_SUPPLIED RECORDS_

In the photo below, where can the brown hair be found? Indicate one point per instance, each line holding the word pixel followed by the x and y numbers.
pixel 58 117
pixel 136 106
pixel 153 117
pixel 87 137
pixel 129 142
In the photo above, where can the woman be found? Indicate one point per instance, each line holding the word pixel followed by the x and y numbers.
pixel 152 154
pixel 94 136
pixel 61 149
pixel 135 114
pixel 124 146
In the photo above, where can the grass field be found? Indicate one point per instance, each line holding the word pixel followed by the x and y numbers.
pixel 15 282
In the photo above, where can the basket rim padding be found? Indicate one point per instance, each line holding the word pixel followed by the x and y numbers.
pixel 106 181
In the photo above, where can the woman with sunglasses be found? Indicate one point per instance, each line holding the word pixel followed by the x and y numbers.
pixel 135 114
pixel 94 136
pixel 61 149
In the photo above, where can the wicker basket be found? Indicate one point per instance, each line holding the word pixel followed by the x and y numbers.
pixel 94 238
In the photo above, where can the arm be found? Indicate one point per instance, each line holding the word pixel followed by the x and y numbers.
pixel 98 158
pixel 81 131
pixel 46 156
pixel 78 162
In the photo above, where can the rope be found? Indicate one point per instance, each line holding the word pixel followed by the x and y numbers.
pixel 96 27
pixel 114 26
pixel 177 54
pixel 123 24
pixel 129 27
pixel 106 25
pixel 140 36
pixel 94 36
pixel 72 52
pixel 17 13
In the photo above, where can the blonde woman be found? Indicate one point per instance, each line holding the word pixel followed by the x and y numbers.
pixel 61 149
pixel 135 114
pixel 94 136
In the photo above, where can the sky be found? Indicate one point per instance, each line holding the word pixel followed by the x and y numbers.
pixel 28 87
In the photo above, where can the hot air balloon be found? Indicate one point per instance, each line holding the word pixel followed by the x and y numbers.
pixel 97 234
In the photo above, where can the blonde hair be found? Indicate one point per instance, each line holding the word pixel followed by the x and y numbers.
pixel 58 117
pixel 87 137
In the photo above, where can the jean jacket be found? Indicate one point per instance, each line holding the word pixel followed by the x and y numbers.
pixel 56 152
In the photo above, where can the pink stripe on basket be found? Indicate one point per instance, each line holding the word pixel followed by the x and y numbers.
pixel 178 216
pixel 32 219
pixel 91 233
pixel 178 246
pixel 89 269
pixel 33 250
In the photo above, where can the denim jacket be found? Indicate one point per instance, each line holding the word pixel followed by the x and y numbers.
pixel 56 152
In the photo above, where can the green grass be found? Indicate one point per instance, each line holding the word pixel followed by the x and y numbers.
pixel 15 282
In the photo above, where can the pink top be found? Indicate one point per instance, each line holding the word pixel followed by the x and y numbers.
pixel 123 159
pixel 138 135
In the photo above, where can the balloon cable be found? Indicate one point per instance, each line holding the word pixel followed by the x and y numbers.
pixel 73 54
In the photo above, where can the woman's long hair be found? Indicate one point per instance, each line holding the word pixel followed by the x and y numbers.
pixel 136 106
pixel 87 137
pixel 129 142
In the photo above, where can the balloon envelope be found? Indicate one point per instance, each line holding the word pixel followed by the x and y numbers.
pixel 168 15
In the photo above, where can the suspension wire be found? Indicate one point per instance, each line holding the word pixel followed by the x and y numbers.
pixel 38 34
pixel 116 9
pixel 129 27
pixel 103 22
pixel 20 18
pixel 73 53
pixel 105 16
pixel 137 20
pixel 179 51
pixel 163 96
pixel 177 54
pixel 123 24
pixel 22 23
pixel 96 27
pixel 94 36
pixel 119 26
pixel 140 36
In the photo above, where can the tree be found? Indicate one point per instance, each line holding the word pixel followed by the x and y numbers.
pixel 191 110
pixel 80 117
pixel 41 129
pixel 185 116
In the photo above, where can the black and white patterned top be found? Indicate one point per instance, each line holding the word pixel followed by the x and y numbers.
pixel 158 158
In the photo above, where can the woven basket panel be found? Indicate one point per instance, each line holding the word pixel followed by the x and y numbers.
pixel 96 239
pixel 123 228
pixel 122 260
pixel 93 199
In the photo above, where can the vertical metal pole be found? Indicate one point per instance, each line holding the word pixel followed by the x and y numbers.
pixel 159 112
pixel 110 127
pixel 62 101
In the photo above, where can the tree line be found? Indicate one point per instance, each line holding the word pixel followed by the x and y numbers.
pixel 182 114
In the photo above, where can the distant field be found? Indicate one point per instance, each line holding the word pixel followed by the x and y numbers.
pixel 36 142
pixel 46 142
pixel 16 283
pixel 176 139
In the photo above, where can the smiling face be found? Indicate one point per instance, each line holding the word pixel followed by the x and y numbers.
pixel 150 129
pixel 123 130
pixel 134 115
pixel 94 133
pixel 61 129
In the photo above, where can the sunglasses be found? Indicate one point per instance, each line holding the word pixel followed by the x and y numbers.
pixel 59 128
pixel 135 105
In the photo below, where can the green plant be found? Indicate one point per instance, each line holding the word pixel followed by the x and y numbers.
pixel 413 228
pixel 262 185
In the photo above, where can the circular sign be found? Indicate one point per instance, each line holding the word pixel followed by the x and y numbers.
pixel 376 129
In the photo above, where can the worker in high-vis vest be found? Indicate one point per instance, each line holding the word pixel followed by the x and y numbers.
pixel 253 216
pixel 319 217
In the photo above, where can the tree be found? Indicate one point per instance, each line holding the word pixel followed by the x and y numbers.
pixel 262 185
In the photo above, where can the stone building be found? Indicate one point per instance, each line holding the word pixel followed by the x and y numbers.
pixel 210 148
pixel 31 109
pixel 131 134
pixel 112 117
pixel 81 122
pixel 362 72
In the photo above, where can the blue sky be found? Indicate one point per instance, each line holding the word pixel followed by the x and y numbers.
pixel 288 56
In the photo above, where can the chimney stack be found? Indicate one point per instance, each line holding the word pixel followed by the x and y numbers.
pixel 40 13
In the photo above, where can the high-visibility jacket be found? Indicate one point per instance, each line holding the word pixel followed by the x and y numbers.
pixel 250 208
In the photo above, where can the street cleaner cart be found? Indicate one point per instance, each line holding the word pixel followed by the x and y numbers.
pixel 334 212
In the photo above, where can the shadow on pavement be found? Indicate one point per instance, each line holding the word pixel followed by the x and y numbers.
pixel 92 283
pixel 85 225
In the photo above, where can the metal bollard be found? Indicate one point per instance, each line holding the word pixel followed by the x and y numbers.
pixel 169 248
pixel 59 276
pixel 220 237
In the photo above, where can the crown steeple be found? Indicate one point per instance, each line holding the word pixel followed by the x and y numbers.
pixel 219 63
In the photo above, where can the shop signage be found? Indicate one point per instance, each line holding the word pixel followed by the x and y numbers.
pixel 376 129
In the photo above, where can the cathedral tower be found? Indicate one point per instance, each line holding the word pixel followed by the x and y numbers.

_AIM OF THE TASK_
Every line of the material must be given again exactly.

_YOUR SOLUTION_
In the photo below, where can the brown hair be found? Indicate one point per instance, each line holding the word pixel followed by the x and y numbers.
pixel 58 117
pixel 136 106
pixel 153 117
pixel 87 137
pixel 129 142
In the photo above, where can the woman be found? Indicate one point per instance, each line holding the word pixel followed by the x and y numbers.
pixel 152 154
pixel 94 136
pixel 61 149
pixel 135 114
pixel 124 146
In the photo above, where can the grass field be found? Indicate one point per instance, each line holding the word pixel followed by the x and y numbers.
pixel 15 282
In the photo above, where can the basket rim padding be found? Indicate one point per instance, each line holding the word pixel followed by the x and y numbers.
pixel 106 181
In the photo above, where can the woman with sunglasses be found? Indicate one point per instance, each line holding the word pixel followed by the x and y numbers.
pixel 135 114
pixel 94 136
pixel 61 149
In the photo above, where can the wicker basket be found? Indicate one point per instance, each line holding the word pixel followed by the x and y numbers.
pixel 94 238
In the photo above, where can the arm be found? Indicate one point per instance, each line holding the word pixel followed by the x and y numbers.
pixel 98 158
pixel 81 131
pixel 46 156
pixel 78 162
In the photo above, where can the rope be found? Indicate one point per instance, each line holding the word pixel followed by the x and y numbers.
pixel 96 27
pixel 114 26
pixel 177 54
pixel 123 24
pixel 129 27
pixel 106 25
pixel 140 36
pixel 94 36
pixel 72 52
pixel 17 13
In the photo above, where can the blonde woman be found? Indicate one point per instance, each line holding the word pixel followed by the x and y numbers.
pixel 61 149
pixel 135 114
pixel 94 136
In the photo above, where can the sky be found? Indicate one point per instance, each line holding the word pixel followed by the x and y numbers.
pixel 28 87
In the photo above, where can the hot air balloon be found? Indicate one point per instance, each line holding the word pixel followed by the x and y numbers.
pixel 97 234
In the photo above, where can the blonde hair be found? Indicate one point per instance, each line holding the word pixel followed by the x and y numbers.
pixel 58 117
pixel 87 137
In the photo above, where can the jean jacket be found? Indicate one point per instance, each line holding the word pixel followed by the x and y numbers.
pixel 56 152
In the photo above, where can the pink stripe on basket be found? Indicate one point per instance, each line holding the word pixel followed by the x and y numbers.
pixel 178 216
pixel 32 219
pixel 91 233
pixel 178 246
pixel 89 269
pixel 33 250
In the photo above, where can the denim jacket be found? Indicate one point per instance, each line holding the word pixel followed by the x and y numbers.
pixel 56 152
In the photo above, where can the green grass be found? Indicate one point per instance, each line holding the word pixel followed by the x and y numbers.
pixel 15 282
In the photo above, where can the pink top be found? Indicate one point per instance, each line holding the word pixel followed by the x and y numbers.
pixel 123 159
pixel 138 135
In the photo above, where can the balloon cable be found? Indicate one point per instance, each line holding the word pixel followed by the x and y numbers.
pixel 73 54
In the photo above, where can the woman's long hair be found? Indicate one point per instance, each line holding the word pixel followed by the x and y numbers.
pixel 136 106
pixel 87 137
pixel 129 142
In the photo above, where can the balloon envelope be found? Indicate one point per instance, each line holding the word pixel followed by the x and y numbers.
pixel 168 15
In the photo above, where can the suspension wire be found? Indicate one point per instance, each line holding the word pixel followed by the x and y numbers.
pixel 38 34
pixel 116 9
pixel 129 27
pixel 103 22
pixel 20 18
pixel 73 53
pixel 105 16
pixel 137 20
pixel 179 51
pixel 163 96
pixel 177 54
pixel 123 24
pixel 22 23
pixel 96 27
pixel 94 36
pixel 119 26
pixel 140 36
In the photo above, where can the tree be found? Indicate one point per instance, each line holding the word pixel followed by the x and y numbers.
pixel 191 110
pixel 80 117
pixel 41 129
pixel 185 116
In the photo above, where can the black and white patterned top be found? Indicate one point per instance, each line holding the word pixel followed by the x and y numbers.
pixel 158 158
In the photo above, where can the woven basket panel be found? Indicate one point per instance, each line holding the word pixel followed by the x and y numbers.
pixel 96 239
pixel 123 228
pixel 122 260
pixel 93 199
In the photo above, where can the vertical metal pole be found? Indicate one point per instance, each line holding the word pixel followed by the x and y numbers.
pixel 159 112
pixel 110 127
pixel 62 101
In the photo above, where can the tree line be found? Indicate one point per instance, each line holding the word pixel followed by the x and y numbers.
pixel 182 114
In the photo above, where can the distant field be found? Indicate one point per instance, each line holding the word pixel followed by the x and y numbers.
pixel 36 142
pixel 46 142
pixel 16 283
pixel 176 139
In the photo above, where can the smiling face be found? Indicate one point per instance, each line holding the word pixel followed by the x and y numbers.
pixel 150 129
pixel 123 130
pixel 134 115
pixel 94 133
pixel 61 129
In the photo above, where can the sunglasses be found? Indicate one point per instance, each line holding the word pixel followed by the x and y numbers.
pixel 59 128
pixel 135 105
In the photo below, where can the green plant be found? Indicate one point per instance, each line holding the word pixel followed by the x and y numbers.
pixel 413 228
pixel 262 185
In the photo above, where can the circular sign be found? Indicate one point per instance, each line holding the word pixel followed by the x and y numbers.
pixel 376 129
In the photo above, where can the worker in high-vis vest be found? Indicate one point per instance, each line holding the word pixel followed by the x and y numbers.
pixel 253 216
pixel 319 217
In the photo above, where can the tree be found? Indicate one point per instance, each line holding the word pixel followed by the x and y numbers.
pixel 262 185
In the photo above, where can the stone building be found? Indicate one point per instance, each line holding the word pixel followed by the x and y numbers.
pixel 210 148
pixel 31 109
pixel 131 134
pixel 112 117
pixel 81 122
pixel 362 72
In the photo above, where can the blue sky be found? Indicate one point per instance, each line holding the word pixel followed by the x and y numbers.
pixel 288 56
In the photo above, where can the chimney stack be found? Indicate one point per instance, each line holding the word pixel followed by the x and y numbers.
pixel 40 13
In the photo above, where can the high-visibility jacket be found? Indicate one point per instance, each line holding the word pixel followed by the x and y numbers.
pixel 250 208
In the photo above, where can the street cleaner cart be found? Indicate one point per instance, each line holding the word pixel followed by the x and y numbers.
pixel 334 212
In the photo above, where can the shadow on pavement be found? Indicate one point per instance, each line holding the word pixel followed by the x and y numbers.
pixel 92 283
pixel 85 225
In the photo above, where can the metal bollard be found? Indicate one point per instance, each line holding the word pixel followed by the x and y numbers.
pixel 169 248
pixel 59 276
pixel 220 237
In the photo above, where can the crown steeple be found? Indicate one point per instance, each line holding the word pixel followed by the x and y numbers.
pixel 219 63
In the photo above, where can the shop signage be found? Indicate one point per instance, each line holding the word pixel followed by the x and y numbers.
pixel 376 129
In the photo above, where can the cathedral tower be found? Indicate one point per instance, each line holding the word pixel followed by the x and y numbers.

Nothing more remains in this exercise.